═══ Record extracts

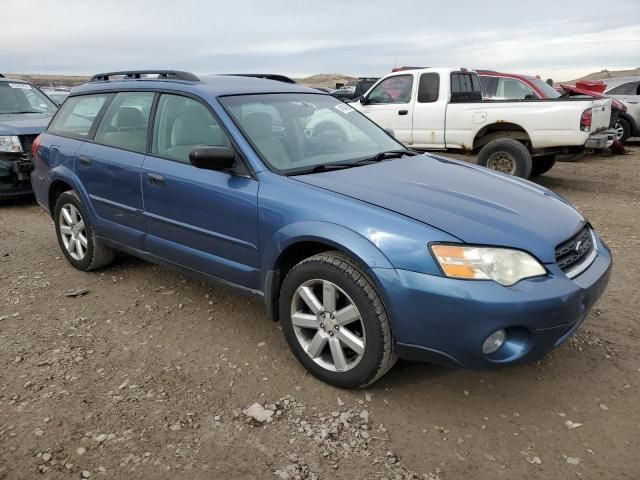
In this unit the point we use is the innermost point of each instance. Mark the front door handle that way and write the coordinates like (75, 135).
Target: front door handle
(155, 179)
(84, 160)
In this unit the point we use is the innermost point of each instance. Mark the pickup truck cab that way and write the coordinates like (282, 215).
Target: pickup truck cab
(443, 109)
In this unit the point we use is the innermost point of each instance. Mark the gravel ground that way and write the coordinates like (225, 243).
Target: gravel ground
(149, 375)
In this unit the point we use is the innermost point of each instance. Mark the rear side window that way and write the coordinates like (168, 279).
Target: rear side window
(76, 117)
(182, 123)
(429, 88)
(465, 87)
(125, 123)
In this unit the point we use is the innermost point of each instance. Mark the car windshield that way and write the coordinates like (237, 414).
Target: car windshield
(18, 97)
(299, 132)
(547, 90)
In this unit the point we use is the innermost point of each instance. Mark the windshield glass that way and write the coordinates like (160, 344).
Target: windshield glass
(294, 132)
(547, 90)
(17, 97)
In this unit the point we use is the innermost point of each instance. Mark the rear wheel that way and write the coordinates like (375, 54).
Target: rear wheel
(542, 165)
(75, 234)
(507, 156)
(335, 322)
(623, 129)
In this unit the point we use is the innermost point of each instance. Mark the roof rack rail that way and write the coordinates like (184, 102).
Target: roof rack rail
(136, 74)
(266, 76)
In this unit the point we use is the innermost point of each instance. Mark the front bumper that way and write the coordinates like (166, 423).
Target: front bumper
(443, 320)
(601, 140)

══════

Instructions for the task:
Repeat exactly the lines starting at the line with "like (375, 54)." and ending with the final line of the entries. Include nothing else.

Complete output:
In this unit the point we use is the innermost point of each instance. Mark the rear wheel that way and write the coordinates like (375, 54).
Target: rear wheel
(542, 165)
(75, 234)
(507, 156)
(335, 322)
(623, 129)
In this unit the point we use is the innermost point of each instance. Mark the roof rack rail that way and write the coordinates like (184, 102).
Target: roof rack rail
(136, 74)
(266, 76)
In this unit the point we use is the innermost point of each instance. Mark the front bumper that way and write the coordinates like (166, 423).
Target: front bumper
(443, 320)
(601, 140)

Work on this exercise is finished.